Friday, July 9, 2010

NCR on the Hierarchy's Deep Damage from Within: Facing the Truth about the Catholic Church and Moving Forward

 
 
From National Catholic Reporter's latest editorial, entitled "A Hierarchy Deeply Damaged from Within":



Are we witnessing the ecclesial equivalent of one of those slow-motion depictions of implosion, the kind where a seemingly invulnerable structure falls in upon itself, laid waste by some well-placed explosives? Perhaps.

It would be a mistake, however, to think that what is imploding is the church. The church is, in many ways, just fine. What is imploding, rather, is a culture of clericalism, especially the hierarchical layer of that culture, which has become so disconnected in many of its expressions from the core mandates of Christian scripture that it seems to barely function at all.

The authority that has been slowly leaking from the structure for decades is now gushing out as bishops contort themselves in attempts to convince the world of their good intentions and transparency while simultaneously railing against those within the church and without who are working to reveal the truth.

So disconnected from the core mandates of scripture that it seems hardly to function: and yet there are many Catholics who believe themselves to be good, faithful servants of the church, who join the hierarchy in railing against calls for transparency and for the truth about the behavior of our pastoral leaders.  I encounter some of these Catholics daily at the Open Tabernacle site, where they inform me that I have an agenda (they don't), that I am interested only in bashing the papacy and bishops and have nothing constructive to say, and that the pope and bishops have handled the abuse crisis well and set the church on the path of healing.

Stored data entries
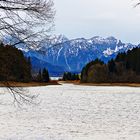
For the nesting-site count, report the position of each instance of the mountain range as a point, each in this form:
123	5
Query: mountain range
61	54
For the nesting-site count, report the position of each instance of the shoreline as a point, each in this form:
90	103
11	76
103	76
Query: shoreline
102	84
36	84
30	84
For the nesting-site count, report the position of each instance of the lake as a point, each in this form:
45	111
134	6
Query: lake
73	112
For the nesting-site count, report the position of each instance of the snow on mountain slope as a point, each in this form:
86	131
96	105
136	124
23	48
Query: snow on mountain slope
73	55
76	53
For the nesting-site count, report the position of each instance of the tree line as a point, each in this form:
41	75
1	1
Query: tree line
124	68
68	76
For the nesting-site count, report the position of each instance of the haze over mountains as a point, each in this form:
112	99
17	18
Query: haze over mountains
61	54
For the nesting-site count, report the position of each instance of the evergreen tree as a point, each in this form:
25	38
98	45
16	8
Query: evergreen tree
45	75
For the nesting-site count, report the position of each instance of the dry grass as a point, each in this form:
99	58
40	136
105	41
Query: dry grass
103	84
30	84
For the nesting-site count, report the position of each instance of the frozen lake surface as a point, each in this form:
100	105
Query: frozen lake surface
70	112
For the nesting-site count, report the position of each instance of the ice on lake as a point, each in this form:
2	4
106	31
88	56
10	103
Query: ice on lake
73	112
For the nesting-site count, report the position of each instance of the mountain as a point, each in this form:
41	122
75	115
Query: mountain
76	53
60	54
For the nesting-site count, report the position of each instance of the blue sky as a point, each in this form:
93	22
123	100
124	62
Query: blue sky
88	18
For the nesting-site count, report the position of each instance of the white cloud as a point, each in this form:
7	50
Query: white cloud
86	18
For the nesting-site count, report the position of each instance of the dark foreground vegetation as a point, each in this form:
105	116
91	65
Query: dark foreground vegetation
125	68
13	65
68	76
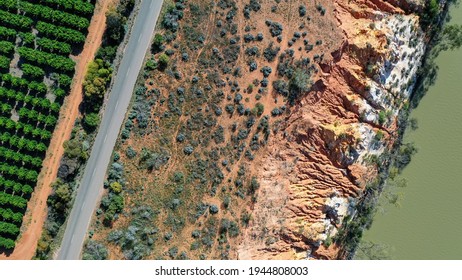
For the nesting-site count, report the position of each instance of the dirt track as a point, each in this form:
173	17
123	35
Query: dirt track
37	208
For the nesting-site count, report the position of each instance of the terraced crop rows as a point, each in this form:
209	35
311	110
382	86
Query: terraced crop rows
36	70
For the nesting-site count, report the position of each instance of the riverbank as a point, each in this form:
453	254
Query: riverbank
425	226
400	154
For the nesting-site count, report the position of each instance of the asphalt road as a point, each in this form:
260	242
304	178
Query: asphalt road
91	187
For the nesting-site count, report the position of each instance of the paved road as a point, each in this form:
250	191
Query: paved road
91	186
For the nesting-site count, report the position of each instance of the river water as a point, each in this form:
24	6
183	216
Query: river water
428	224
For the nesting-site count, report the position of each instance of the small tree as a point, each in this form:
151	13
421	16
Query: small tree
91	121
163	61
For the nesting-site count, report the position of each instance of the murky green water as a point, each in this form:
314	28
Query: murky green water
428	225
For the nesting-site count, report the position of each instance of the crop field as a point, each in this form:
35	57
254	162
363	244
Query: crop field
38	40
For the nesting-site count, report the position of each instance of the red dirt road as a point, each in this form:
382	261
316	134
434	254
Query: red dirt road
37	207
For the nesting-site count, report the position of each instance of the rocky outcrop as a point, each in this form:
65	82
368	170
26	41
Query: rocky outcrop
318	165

...

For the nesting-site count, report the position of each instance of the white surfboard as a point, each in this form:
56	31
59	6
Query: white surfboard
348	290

_Explore the material:_
- A) According to the editorial quoted in the blog post on the Catholic hierarchy, what is imploding, if not the church?
- B) Proceed with the blog post on the Catholic hierarchy, picking up after its final sentence.
The lines are material separate from the blog post on the Catholic hierarchy.

_Results for each task:_
- A) A culture of clericalism, especially the hierarchical layer of that culture.

- B)
How can we move forward when many of our own church members do not see the disconnect between pastoral practice and scripture mandate, at the highest levels, that many other church members see so clearly?  And that the public as a whole is coming to see with equal clarity?

And how can anyone who wants the church to be an effective sacramental sign of God's salvific love at this point in history possibly resist the conclusion of this NCR editorial:

What seems clear at this moment is that the hierarchy as it has evolved in the past half millennium is deeply damaged from within. And there is little evidence of the imagination, the creativity, the spirit, necessary to repair or rethink the structure.

I repeat the point I've been making all week, both here and at Open Tabernacle: if we love the church, we'll welcome the truth about the church's need for far more faithful pastoral leadership than it has at present.  Defending the system we have now, with its overweening unwise, biblically unwarranted investment in clericalism, is tantamount to wanting the church to fail in its fundamental mission in the 21st century.